Sağlanan Metin
§
Buna göre; mal tesliminin veya hizmetin yapıldığı tarihten itibaren yedinci güne kadar (yedinci gün dahil) fatura düzenlenmesi, VUK bakımından usul itibariyle herhangi bir sorun teşkil etmeyecektir. Ancak faturanın mal tesliminin veya hizmetin yapıldığı tarihten sonra düzenlenmesi durumunda dönem kaymalarının gerçekleşmesi halinde Gelir ve Kurumlar Vergisi açısından vergisel sorun teşkil edebileceği gibi KDV açısından da vergisel kayıpların ortaya çıkarması neticesini doğurabilmektedir.

Diğer taraftan; VUK’nun 219.maddesinin 1.fıkrasının (a) bendinde muamelelerin, işin hacmine ve icabına uygun olarak muhasebenin intizam ve vuzuhunu bozmayacak bir zaman zarfında kaydedilmesinin şart olduğu, bu gibi kayıtların on günden fazla geciktirilmesinin caiz olmadığı hükmü bulunmaktadır.

Görüleceği üzere madde hükmünde faturanın düzenlendiği tarihten itibaren on gün içinde kaydı değil; yapılan muamelenin diğer bir ifade ile mal tesliminin veya hizmetin yapıldığı tarihten itibaren on gün içinde kaydolunması esastır. Dolayısıyla mal teslimi veya hizmet ifasına ait fatura ve benzeri belgenin yedinci günde düzenlenmiş olması halinde muhasebe kaydının en geç fatura tarihinden itibaren üçüncü gün kaydedilmesi zorunluluğu bulunmaktadır. Bu hallerde de vergisel açıdan dönem kaymalarının olması ihtimaldir.

Mal teslimi veya hizmet ifasının gerçekleşmesinden sonra dönem kayması olmak koşuluyla fatura veya benzeri belge düzenlemesi durumunda vergiyi doğura olay bakımından kanaatimce KDVK’nun 10/a maddesinin esas alınması ve işlemin gerçekleştiği tarihte beyan edilmesi gerekir.

ÖRNEK

28 Mart 2005 tarihinde mal teslimi yapılmıştır. Ancak mal teslimine ilişkin fatura 03 Nisan 2005 tarihinde düzenlenmiştir.
§
Verilen Bilgiler
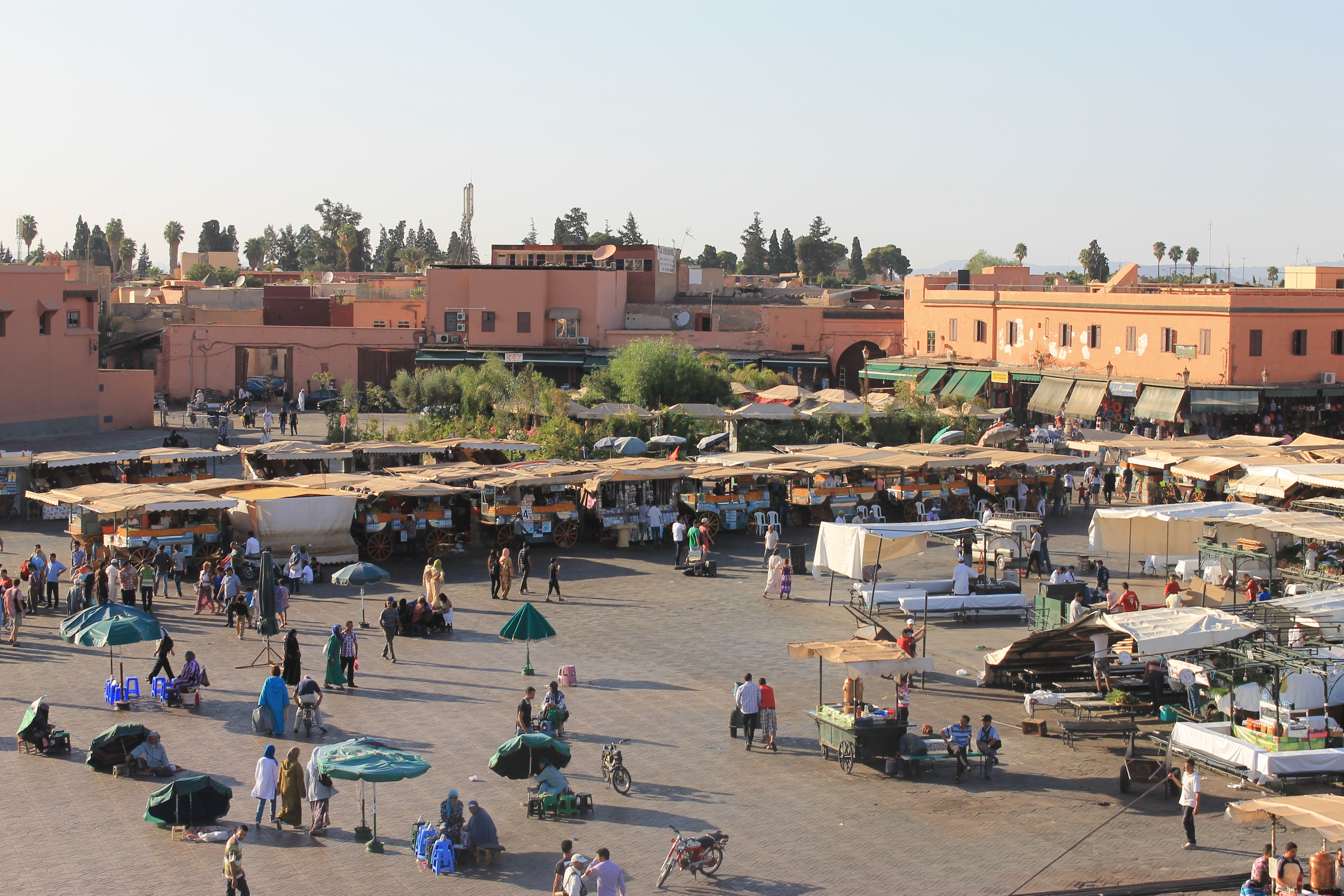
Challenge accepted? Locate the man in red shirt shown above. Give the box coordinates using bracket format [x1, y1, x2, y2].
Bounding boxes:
[1106, 582, 1138, 613]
§
Yapılacaklar
[A] Fatura düzenleme süresine ilişkin metne göre, VUK'un 219. maddesi uyarınca kayıtlar en fazla kaç gün geciktirilebilir?
[B] Fatura düzenleme süresine ilişkin metni son cümlesinin ardından sürdürün.

Sıralı Cevaplar
[A] Kayıtların on günden fazla geciktirilmesi caiz değildir.

[B]
VUK’nun 219.maddesine göre bu muamele 07 Nisan 2005 tarihine (onuncu gün) kadar muhasebe kayıtlarına intikal edilebilecektir. Böyle bir işlem usul bakımından bir sorun teşkil etmeyecektir.

Ancak bu işlemin, Nisan ayında kayıt altına alınması KDV açısından işlemi yapan itibariyle indirilecek verginin düşük olması şartıyla vergisel kayıba neden olacaktır.

Bu nedenle 28 Mart 2005 tarihinde yapılan mal teslimine ait fatura, VUK’nda belirlenen 7 günlük süre zarfında Nisan ayında (04 Nisan’a kadar) düzenlenmiş ve bu ayda muhasebe kaydı yapılmış olsa dahi işleme ait vergi, KDVK’nun 10/a maddesi kapsamında Mart dönemine ait “Toplam Teslim ve Hizmet bedeline” dahil edilmesi ve Mart 2005 dönemine ilişkin olarak I no’lu KDV beyannamesi ile beyan edilmesi gerekir.

ÖRNEK

Mükellef (A)’nın, Haziran 2005 dönemine ait KDV bilgileri aşağıdaki gibidir. Mükellefin, Temmuz 2005 döneminde 60.000 YTL sonraki döneme devreden KDV’si bulunmaktadır.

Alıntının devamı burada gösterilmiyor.